*** SUPPLIED TEXT ***

Sounds impressive except that the braggadocio leaves out the fact that “second largest” is teeny. Again, in UNIS filings, the company admits that the syringe business is already sewn up.

Industry gorilla Becton Dickinson (NYSE:BDX) is one of five peers that have locked up 95 percent of the market. That is 95 percent of the market.

So BDX, provider of not just safety syringes but seven separate divisions of medical technologies, could obviously squash UNIS like a cockroach. Click here or see below to check the filing in which UNIS admits this:

We are aware of five companies which specialize in the production and supply of glass ready-to-fill syringes. These companies are BD, Gerresheimer, MGlas AG, Schott and Nuova Ompi. We estimate the market concentration rate for these five companies to be approximately 95%. We believe BD’s market share to be in excess of 50%, as it has supply relationships with most pharmaceutical companies and contract manufacturing organizations.

BDX reported $41 revenue per share and diluted earnings per share of $4.67.

But UNIS reported 9 cents revenue per share and -12 cents EPS.

*Contract and change issues pose red flags for the key product, Unifill.

Sanofi is in command of the arrangement with UNIS. The 150 million yearly Unifill order mentioned in the press release is simply the amount Sanofi needs to buy if it wants to maintain exclusivity. When and if UNIS gets ramped up about four years after market entry, according to company filings, the arrangement wouldn’t be a slam-dunk. If there’s a hitch or a company like Becton Dickinson undercuts UNIS, it’s an easy switch away from Unifill.

But there’s a potentially even bigger red flag wrapping around the deal to possibly use Unifill syringes to deliver Sanofi’s anti-thrombotic drug Lovenox.

The Lovenox patent has expired and generic competition overall has already punched the company in the nose, indicates Sanofi’s recent half-year report, here.

Lovenox is down almost a full 15 percent.

So UNIS is putting a lot of faith in a drug that’s plunged into an ongoing nosedive.

Also, a pharma company isn’t necessarily stuck with UNIS just because it has agreed to use limited numbers of its prefilled syringes in clinical trials. The FDA will allow the company to switch to another brand of syringe.

“As with any marketing application, a sponsor may make a post-market change in accordance with the application requirements,” said an FDA spokeswoman in an email.

“For example, typically post-market component changes require a prior approval supplement,” she said.

Couldn’t Unifill easily be picked up by another pharma should something go awry with the Sanofi deal?

No, not that easily. Unifill syringes are designed just for Sanofi, according to filings. Though the Hikma deal involves Unifill, it sounds as though a similar Unifill deal is unlikely. Federal filings state UNIS may not be able to satisfy the biocompatibility needs of other companies. So potential customers with different manufacturing processes may be unobtainable.

***

EXERCISE REQUIREMENTS —
**1.** Summarize the article on UNIS and the syringe market in two sentences.
**2.** Reproduce the passage of the article on UNIS from "Sanofi is in" up to and including "away from Unifill.".
**3.** List every company that the article on UNIS names as specializing in the production and supply of glass ready-to-fill syringes.

*** EXTRACTED RECORDS ***

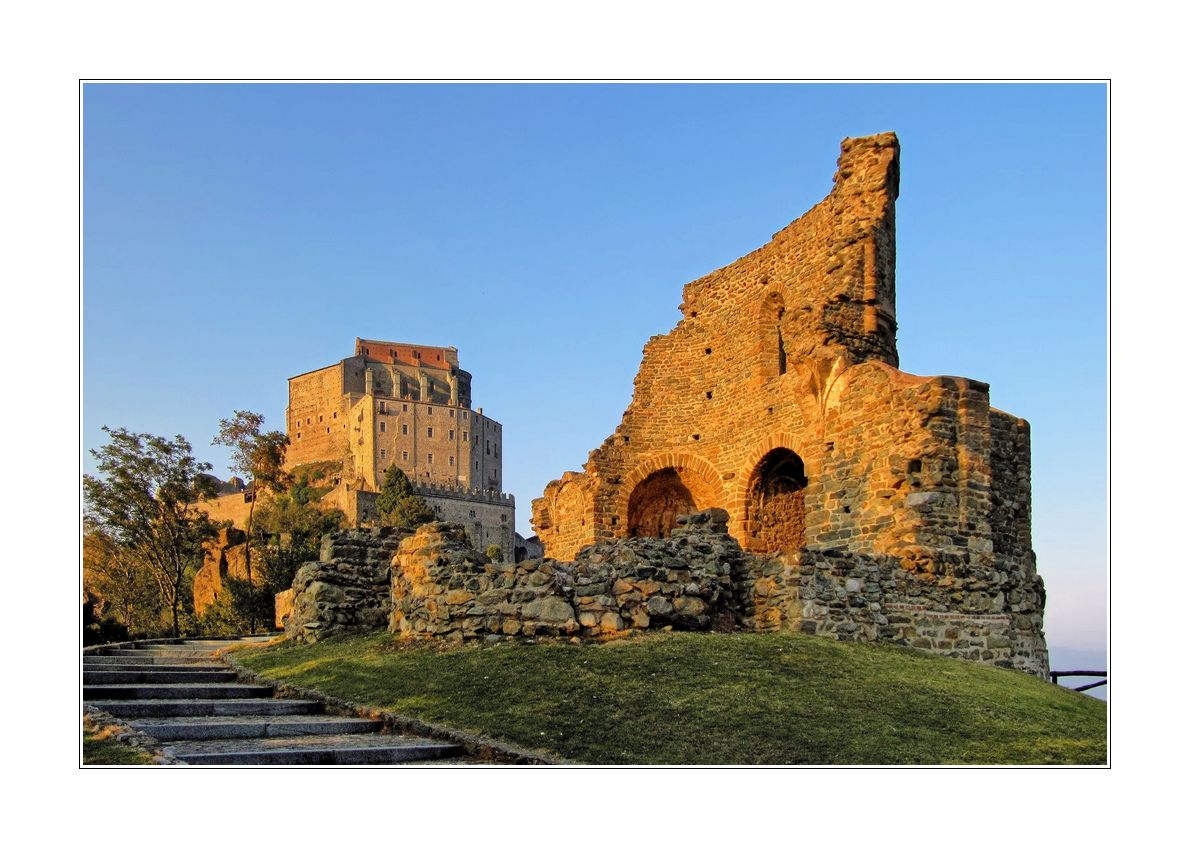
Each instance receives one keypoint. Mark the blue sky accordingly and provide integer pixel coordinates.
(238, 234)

***
*** EXTRACTED RECORDS ***

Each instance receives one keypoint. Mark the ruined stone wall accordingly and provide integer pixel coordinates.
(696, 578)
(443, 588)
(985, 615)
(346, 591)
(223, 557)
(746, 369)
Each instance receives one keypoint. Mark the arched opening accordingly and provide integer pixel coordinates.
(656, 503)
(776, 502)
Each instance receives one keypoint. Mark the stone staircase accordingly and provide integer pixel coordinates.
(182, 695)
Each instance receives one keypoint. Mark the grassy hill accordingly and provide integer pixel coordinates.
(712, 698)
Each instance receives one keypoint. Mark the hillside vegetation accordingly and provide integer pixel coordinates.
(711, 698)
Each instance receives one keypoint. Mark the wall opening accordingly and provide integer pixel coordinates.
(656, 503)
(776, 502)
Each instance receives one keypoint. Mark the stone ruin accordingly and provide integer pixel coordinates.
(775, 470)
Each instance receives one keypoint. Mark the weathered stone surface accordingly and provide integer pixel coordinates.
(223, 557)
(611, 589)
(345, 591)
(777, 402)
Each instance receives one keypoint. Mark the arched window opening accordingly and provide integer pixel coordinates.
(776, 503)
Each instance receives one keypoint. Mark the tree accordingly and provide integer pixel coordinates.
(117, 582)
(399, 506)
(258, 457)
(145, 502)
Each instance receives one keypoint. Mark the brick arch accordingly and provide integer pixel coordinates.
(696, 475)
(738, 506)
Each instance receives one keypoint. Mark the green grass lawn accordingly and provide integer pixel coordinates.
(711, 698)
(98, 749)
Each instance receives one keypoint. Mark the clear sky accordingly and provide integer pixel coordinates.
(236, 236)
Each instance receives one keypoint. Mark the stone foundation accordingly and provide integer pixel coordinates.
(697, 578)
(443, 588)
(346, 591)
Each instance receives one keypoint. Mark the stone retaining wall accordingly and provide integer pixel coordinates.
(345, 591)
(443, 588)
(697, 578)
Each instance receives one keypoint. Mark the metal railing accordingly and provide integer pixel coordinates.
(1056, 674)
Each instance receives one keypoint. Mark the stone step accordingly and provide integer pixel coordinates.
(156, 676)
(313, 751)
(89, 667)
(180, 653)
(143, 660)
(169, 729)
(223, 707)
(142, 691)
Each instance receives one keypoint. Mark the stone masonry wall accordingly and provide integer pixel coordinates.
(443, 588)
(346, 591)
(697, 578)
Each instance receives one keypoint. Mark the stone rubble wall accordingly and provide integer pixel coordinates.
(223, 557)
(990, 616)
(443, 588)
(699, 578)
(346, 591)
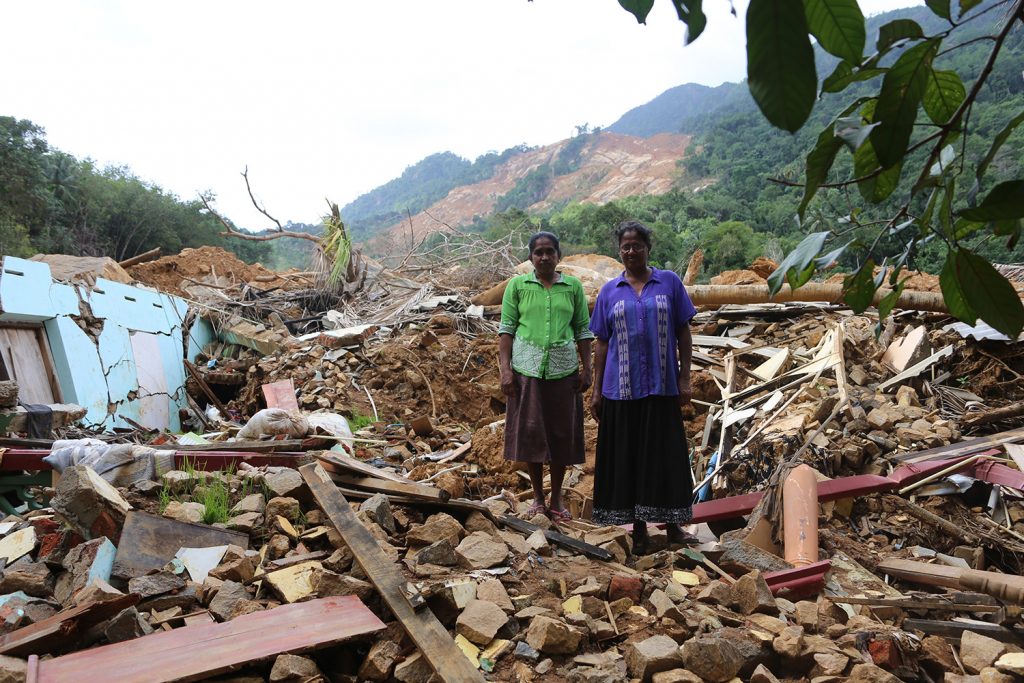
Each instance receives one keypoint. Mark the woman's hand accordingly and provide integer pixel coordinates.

***

EXPECTED RESPONSES —
**1.** The article argues that UNIS is a very small player in a syringe market where five companies, led by Becton Dickinson, hold about 95 percent. It contrasts BDX's $41 revenue per share and $4.67 diluted EPS with UNIS's 9 cents revenue per share and -12 cents EPS, and it flags several risks for Unifill: Sanofi controls the arrangement and could switch away, Lovenox faces generic competition and is down almost 15 percent, the FDA permits post-market syringe changes, and Unifill's design for Sanofi may make other customers hard to obtain.

**2.**
Sanofi is in command of the arrangement with UNIS. The 150 million yearly Unifill order mentioned in the press release is simply the amount Sanofi needs to buy if it wants to maintain exclusivity. When and if UNIS gets ramped up about four years after market entry, according to company filings, the arrangement wouldn’t be a slam-dunk. If there’s a hitch or a company like Becton Dickinson undercuts UNIS, it’s an easy switch away from Unifill.

**3.**
- BD
- Gerresheimer
- MGlas AG
- Schott
- Nuova Ompi